(Rows of the object pointing dataset)
+ + + + + + +

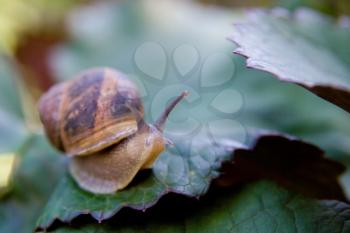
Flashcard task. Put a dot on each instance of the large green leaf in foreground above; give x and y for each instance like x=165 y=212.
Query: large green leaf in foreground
x=259 y=207
x=22 y=206
x=185 y=172
x=294 y=164
x=305 y=48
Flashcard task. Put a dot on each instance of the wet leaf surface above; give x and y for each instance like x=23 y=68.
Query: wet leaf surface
x=305 y=48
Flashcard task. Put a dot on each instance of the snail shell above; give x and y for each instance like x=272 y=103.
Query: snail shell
x=90 y=112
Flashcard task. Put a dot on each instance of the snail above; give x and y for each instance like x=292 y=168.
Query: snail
x=97 y=119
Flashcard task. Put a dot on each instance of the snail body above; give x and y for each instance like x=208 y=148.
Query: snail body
x=97 y=120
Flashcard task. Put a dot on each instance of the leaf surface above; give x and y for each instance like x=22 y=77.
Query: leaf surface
x=262 y=207
x=292 y=163
x=305 y=48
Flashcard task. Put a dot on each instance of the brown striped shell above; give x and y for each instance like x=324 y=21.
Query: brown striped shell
x=90 y=112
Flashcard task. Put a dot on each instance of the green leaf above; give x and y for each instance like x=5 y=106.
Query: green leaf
x=86 y=50
x=183 y=172
x=35 y=176
x=305 y=48
x=260 y=207
x=292 y=163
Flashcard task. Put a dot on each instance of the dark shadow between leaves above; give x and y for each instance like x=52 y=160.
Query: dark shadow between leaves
x=296 y=165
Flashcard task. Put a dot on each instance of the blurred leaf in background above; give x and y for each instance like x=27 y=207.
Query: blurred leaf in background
x=177 y=45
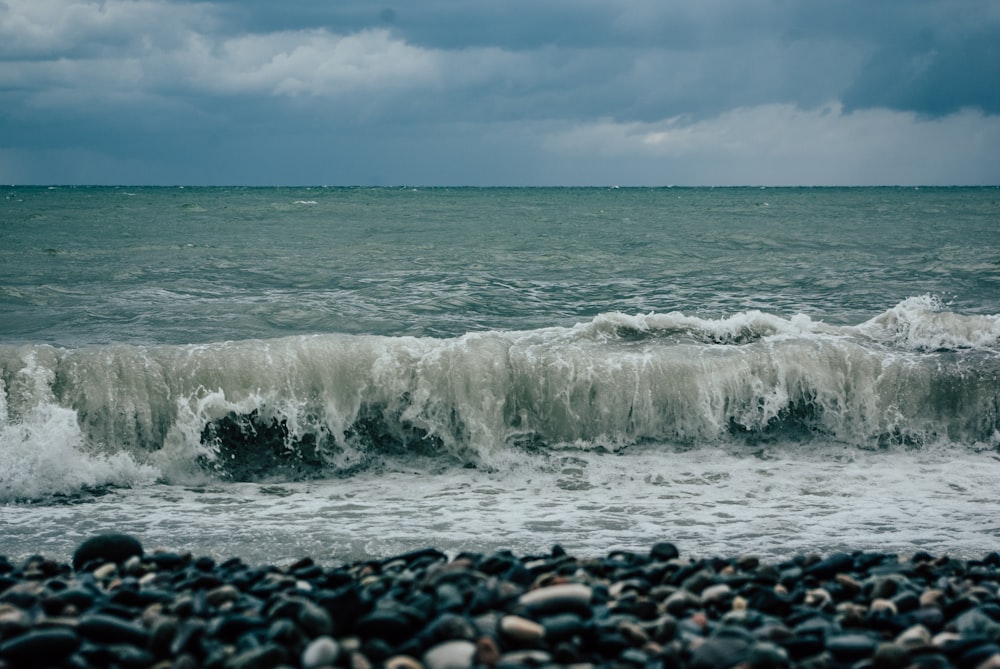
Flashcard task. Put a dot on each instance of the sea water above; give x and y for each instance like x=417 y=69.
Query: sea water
x=351 y=372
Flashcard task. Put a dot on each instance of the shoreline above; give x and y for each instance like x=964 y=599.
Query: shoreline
x=119 y=605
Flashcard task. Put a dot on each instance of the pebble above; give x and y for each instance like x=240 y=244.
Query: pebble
x=117 y=606
x=520 y=629
x=457 y=654
x=321 y=651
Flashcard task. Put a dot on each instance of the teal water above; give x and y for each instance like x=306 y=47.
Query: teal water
x=185 y=265
x=348 y=371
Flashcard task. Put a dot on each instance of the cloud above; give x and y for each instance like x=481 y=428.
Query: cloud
x=784 y=144
x=706 y=91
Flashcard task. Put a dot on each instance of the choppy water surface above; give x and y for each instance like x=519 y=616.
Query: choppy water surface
x=351 y=372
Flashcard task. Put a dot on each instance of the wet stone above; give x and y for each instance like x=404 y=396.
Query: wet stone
x=40 y=647
x=457 y=654
x=563 y=598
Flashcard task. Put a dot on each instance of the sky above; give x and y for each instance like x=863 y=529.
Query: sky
x=501 y=93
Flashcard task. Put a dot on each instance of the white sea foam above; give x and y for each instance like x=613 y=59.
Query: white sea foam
x=925 y=324
x=43 y=453
x=613 y=382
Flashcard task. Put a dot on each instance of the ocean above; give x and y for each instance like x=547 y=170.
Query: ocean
x=346 y=373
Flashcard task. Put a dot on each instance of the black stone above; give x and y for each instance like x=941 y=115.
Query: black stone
x=39 y=648
x=664 y=551
x=106 y=548
x=851 y=647
x=104 y=628
x=388 y=624
x=831 y=566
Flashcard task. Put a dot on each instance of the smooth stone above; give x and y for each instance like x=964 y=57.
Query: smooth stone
x=851 y=647
x=679 y=603
x=831 y=566
x=456 y=654
x=565 y=597
x=111 y=547
x=40 y=647
x=223 y=594
x=267 y=656
x=917 y=636
x=487 y=651
x=13 y=618
x=723 y=651
x=664 y=551
x=767 y=655
x=104 y=628
x=522 y=658
x=521 y=629
x=321 y=651
x=388 y=624
x=890 y=656
x=402 y=662
x=446 y=627
x=715 y=594
x=105 y=571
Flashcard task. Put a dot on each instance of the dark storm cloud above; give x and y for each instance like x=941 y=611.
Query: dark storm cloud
x=520 y=91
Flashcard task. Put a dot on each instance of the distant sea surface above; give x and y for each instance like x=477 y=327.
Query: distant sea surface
x=349 y=372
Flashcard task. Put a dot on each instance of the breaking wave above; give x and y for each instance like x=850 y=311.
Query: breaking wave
x=333 y=404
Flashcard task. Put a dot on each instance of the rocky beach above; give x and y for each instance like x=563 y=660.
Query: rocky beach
x=119 y=605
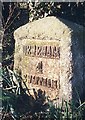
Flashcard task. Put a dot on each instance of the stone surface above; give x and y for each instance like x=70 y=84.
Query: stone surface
x=51 y=49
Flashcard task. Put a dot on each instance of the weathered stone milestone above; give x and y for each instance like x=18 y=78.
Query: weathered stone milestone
x=49 y=54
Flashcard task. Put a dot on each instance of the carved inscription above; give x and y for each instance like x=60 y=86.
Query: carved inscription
x=41 y=51
x=41 y=65
x=41 y=81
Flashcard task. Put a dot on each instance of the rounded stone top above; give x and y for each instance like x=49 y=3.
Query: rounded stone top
x=51 y=28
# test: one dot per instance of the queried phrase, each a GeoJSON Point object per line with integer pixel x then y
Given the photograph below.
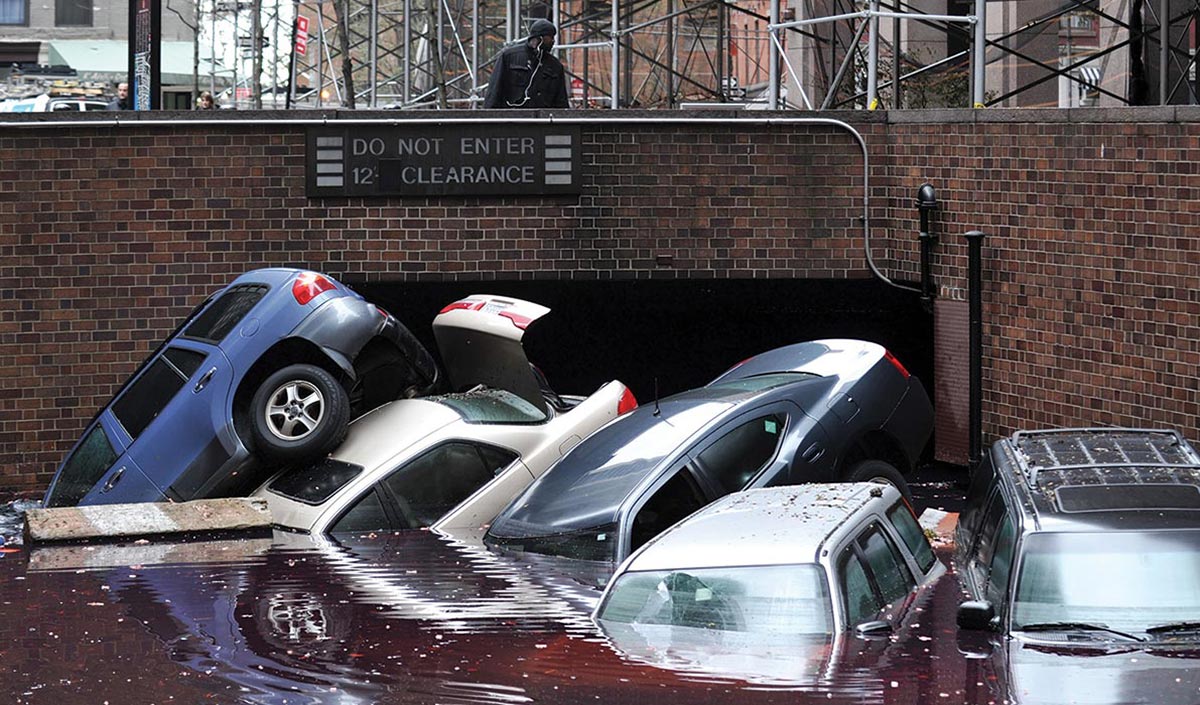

+ + + + + + +

# Instruction
Please copy, word for word, the lines of the records above, starting with the line that contains "like x=404 y=396." and going on through the line that contains "x=346 y=373", with both of those lines included.

# Correct response
Flashcard task. Put a dot on each instance of the wet stone above; give x and y for each instance like x=404 y=396.
Query: wet stone
x=40 y=647
x=457 y=654
x=563 y=598
Flashcard task. Put a dot on each instance of the sky above; give x and y for each instance like x=863 y=529.
Query: sky
x=501 y=93
Flashcard task. Put a dot on each instance of the white sea foam above; give x and y for each instance like x=613 y=59.
Query: white sea foam
x=925 y=324
x=43 y=453
x=613 y=382
Flashcard task. Put a dot on each instance of the ocean above; give x and y for each instance like x=547 y=170.
Query: ocean
x=346 y=373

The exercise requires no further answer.